**SOURCE TEXT:**
====
Sunday, June 10, 2007

2 Sunday after Pentecost 6/10/07 Text: Psalm 30 Title: Life and Joy

Second Sunday after Pentecost
6/10/2007
Text: Psalm 30
Title: Life and Joy

In the Old Testament reading we read about Elijah bringing a child back to life. In the Psalm we see that King David is brought back from a near death experience. In the New Testament reading Jesus brings a young man back to life.
In the time that these two event took place if a woman was not married, or had a male relative taking care of her she was destitute and had nothing but poverty to look forward to during her life. Both of these women had good reason to celebrate their sons returning to life.
When the readings were read just a few minutes ago, did you hear the extreme sadness and then joy in their voices? You could almost feel it. First there are the tears and wails of grief and then in an instant laughter and tears of joy. There must have been a lot of hugging, laughing and dancing on, for he who was dead was alive.
As wonderful these readings are they are about more than restoring a person who was dead to life. They are about God caring for his human creation, keeping his promises, and the raising of the dead on the Day of Judgment.
I want to point out some things in our readings before I go any further. In the Old Testament you will notice that Elijah was a prophet, a man of God. He had a relationship with the woman and her son, for he was living with them.
Jesus on the other hand, at least as far as the woman knew, did not know her or her son. He was just there as the funeral possession went by.
Elijah was there when the boy died. He immediately took him to his room where he laid across the boy three times while crying out to God to restore the boy’s life.
Jesus on the other hand was not there when the young man died. He was probably dead for several hours and after being prepared for burial was being taken to his gravesite. Jesus just touched whatever it was they were carrying him on and told him to rise up and the young man did.
The biggest difference is that Elijah had to call on God to help, while Jesus being God just gave a command and the young man returned to life.
Of course both the child and the young man lived to die another day, for there is no human that can escape this life without dying. Once we are created we start to die. The real miracle of life is that we live as long as we do.
I am not sure, if you got right down to it, that either mother really cared if either Elijah or Jesus was a great prophet. All they cared about was that their respective sons were alive.
Both women had their sons back alive and well, so each was secure. They would be taken care of. Their would be no throwing themselves on the mercy of those living around them as they begged for table scraps
I rejoice with those two women who lived so long ago, but I have to admit to you that for a major part of my life I could not see what these two accounts of the dead being brought back to life had to do with us. Maybe you have the same problem. Jesus is not living here on this earth so that he could bring someone back to life, so what does this story have to do with us?
In fact, for many people I would say that these two accounts of the dead receiving life would be distressing to some. How many people have prayed and prayed that God would restore their love one back to health only to see them suffer and die, their prayers unanswered.
====
Extend the sermon on Psalm 30, picking up after its final sentence. The items that come next are separate material and have no connection to the sermon on Psalm 30.
====
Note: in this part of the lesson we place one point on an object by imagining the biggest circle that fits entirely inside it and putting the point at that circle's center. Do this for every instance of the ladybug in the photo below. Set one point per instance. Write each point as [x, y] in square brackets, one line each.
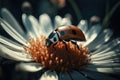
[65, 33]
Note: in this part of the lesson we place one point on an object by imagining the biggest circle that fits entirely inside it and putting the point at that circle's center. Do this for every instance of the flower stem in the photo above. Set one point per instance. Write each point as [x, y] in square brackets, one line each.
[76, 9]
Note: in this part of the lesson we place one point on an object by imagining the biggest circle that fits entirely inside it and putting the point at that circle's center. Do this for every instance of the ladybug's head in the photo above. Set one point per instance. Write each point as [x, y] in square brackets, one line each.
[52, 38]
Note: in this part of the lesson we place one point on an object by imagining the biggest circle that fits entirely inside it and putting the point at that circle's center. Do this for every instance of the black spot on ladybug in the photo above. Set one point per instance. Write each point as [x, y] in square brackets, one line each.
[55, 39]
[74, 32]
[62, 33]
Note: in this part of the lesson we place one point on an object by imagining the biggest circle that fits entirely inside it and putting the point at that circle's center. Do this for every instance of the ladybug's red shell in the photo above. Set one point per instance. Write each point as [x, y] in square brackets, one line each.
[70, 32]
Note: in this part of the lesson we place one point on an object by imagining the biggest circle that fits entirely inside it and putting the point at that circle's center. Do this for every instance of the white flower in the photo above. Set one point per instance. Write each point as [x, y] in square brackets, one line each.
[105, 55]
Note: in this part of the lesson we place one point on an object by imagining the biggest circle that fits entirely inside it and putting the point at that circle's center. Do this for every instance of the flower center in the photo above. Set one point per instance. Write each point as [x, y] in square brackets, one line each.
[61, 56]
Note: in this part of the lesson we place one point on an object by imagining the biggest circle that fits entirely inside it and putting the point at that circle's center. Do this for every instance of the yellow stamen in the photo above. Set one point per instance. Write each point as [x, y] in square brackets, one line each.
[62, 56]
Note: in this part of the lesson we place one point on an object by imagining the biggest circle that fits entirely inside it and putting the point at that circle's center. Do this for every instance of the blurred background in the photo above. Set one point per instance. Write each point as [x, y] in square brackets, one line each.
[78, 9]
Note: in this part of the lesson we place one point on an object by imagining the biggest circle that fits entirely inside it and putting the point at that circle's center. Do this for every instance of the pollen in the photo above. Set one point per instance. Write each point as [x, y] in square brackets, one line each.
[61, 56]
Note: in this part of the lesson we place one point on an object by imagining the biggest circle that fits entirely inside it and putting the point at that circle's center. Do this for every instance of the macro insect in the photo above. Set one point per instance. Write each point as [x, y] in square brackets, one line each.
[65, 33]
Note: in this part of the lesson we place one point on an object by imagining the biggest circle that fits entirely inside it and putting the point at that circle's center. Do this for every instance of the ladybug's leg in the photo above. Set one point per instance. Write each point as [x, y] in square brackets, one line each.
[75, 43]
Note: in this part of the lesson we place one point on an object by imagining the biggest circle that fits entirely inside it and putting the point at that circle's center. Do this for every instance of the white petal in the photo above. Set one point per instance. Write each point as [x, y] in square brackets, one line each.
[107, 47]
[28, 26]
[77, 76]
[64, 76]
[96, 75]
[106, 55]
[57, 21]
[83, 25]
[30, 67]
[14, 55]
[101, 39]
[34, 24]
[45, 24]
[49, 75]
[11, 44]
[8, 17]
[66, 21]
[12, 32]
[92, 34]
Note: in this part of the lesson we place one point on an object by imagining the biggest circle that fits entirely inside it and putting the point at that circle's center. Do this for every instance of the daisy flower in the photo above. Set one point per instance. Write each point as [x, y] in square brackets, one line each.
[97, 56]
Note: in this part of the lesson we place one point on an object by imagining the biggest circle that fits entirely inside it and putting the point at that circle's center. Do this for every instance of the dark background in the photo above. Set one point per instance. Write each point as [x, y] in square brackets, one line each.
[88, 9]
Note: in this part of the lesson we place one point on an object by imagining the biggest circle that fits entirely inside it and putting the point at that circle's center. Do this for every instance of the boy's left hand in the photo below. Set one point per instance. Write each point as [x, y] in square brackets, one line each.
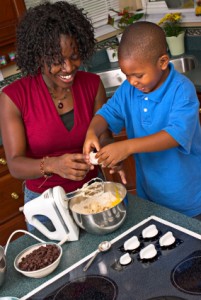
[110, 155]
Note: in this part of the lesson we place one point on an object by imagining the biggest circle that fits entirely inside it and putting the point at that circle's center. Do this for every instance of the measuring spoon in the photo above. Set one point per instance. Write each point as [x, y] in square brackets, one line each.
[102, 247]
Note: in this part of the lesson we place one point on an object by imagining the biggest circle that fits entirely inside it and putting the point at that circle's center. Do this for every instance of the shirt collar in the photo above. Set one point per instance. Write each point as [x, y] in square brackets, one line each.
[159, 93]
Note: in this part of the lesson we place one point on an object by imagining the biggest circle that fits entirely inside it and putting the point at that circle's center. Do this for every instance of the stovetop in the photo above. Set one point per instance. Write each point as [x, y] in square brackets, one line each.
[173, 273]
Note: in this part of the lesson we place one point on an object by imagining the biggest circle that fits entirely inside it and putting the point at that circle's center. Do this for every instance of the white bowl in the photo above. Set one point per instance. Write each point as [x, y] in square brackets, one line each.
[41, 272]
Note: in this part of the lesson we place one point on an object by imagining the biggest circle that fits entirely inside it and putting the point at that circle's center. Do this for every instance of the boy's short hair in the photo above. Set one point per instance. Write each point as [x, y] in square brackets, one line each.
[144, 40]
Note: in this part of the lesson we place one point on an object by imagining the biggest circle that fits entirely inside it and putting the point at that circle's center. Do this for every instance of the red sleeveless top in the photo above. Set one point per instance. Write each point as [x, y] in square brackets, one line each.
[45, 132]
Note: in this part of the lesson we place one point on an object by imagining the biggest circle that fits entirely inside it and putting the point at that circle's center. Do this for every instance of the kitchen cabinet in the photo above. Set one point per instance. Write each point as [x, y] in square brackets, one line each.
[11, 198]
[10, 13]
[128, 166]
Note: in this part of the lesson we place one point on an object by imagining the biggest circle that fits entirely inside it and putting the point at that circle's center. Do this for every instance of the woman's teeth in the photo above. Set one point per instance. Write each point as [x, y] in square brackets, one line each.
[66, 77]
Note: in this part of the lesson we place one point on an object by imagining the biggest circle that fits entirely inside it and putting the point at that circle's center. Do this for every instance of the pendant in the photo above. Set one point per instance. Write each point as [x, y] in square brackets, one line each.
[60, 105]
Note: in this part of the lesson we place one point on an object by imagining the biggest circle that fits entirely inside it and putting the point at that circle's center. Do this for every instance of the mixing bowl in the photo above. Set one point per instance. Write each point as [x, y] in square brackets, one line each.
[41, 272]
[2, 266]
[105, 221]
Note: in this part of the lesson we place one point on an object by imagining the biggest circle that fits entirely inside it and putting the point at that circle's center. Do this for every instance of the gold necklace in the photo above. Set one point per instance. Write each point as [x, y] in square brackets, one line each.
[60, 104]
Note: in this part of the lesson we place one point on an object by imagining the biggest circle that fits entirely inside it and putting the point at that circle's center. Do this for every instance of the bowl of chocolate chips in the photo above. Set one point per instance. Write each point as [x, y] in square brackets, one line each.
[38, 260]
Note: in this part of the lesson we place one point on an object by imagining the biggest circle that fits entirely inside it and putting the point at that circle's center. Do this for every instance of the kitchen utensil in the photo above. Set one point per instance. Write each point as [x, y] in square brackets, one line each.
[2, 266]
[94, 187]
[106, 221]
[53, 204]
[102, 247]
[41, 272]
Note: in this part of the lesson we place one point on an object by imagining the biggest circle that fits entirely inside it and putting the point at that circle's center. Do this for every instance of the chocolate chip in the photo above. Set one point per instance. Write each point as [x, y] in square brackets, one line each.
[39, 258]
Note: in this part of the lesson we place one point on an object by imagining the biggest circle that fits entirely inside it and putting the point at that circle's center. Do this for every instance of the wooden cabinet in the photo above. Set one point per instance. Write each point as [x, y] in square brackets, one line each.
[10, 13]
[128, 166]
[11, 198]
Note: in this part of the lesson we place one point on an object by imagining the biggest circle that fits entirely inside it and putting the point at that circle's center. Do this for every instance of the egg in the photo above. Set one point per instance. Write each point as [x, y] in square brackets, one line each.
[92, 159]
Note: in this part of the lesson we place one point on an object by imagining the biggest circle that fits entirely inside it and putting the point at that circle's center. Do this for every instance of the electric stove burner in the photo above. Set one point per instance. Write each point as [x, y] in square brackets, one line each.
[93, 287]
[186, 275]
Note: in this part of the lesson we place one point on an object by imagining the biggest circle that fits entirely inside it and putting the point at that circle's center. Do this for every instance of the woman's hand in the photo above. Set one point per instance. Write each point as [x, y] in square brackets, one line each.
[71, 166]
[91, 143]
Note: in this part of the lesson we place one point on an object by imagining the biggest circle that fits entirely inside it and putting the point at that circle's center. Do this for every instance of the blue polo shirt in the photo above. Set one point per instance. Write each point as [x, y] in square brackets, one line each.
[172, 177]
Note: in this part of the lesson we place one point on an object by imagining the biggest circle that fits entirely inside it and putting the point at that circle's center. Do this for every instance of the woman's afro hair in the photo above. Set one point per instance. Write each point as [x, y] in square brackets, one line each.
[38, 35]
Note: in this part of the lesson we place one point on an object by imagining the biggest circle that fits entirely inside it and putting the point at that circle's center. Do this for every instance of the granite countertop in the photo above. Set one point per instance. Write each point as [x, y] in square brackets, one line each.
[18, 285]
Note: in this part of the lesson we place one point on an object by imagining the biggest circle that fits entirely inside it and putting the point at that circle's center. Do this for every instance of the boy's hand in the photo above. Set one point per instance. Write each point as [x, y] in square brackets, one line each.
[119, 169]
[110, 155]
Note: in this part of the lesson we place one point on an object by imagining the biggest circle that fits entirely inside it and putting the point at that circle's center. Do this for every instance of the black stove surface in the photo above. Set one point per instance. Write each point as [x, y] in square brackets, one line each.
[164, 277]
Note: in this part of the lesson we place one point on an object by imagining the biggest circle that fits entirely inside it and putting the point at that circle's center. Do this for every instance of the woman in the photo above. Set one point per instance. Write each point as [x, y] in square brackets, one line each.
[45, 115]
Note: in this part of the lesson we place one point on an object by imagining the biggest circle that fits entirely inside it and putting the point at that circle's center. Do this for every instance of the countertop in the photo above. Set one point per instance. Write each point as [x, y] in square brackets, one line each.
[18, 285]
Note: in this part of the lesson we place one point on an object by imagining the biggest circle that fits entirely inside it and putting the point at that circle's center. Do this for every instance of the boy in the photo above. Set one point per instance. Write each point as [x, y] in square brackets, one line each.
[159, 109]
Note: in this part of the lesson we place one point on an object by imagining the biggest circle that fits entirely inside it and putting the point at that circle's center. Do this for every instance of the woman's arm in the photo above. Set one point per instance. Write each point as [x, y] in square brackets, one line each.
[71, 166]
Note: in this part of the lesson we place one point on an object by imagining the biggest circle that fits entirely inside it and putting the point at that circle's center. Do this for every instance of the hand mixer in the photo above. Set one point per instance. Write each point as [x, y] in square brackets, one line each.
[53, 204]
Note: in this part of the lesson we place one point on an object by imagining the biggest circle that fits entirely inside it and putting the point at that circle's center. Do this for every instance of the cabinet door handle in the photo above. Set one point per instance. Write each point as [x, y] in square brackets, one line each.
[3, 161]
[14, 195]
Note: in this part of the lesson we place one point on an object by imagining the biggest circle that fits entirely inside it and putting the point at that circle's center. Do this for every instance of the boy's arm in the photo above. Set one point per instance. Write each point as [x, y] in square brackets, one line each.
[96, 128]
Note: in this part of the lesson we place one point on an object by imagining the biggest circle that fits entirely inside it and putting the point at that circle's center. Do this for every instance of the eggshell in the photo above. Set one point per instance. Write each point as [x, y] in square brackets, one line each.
====
**WRITTEN ANSWER:**
A lot of people, maybe you are one of them that have been disappointed by God when he let your loved one die. I think that the problem we have with these texts is that when we read or hear them we really do not know the purpose of them. We think it is about people being brought back to life, and in a sense it is. But that is not the main purpose these were recorded for us. The main purpose is that by our reading these words of God we are to see his love and power over death.
In the Old Testament God answered Elijah’s prayers so that the mother of the boy would see that it was only through God that her son could be brought back to life.
In Jesus’ case the text shows that Jesus has power on his own to bring a dead person back to life. It also shows us that God cares for his human creation.
You might not think he cares very much when you are standing at an accident scene, emergency room, or at a grave side as you mourn the death of a loved one, but he is. He is there in his word, the Word of God where we hear him promise to us, “Rise, all you that loved me. Come live with me in perfect health, happiness, and communion where there is no more death.”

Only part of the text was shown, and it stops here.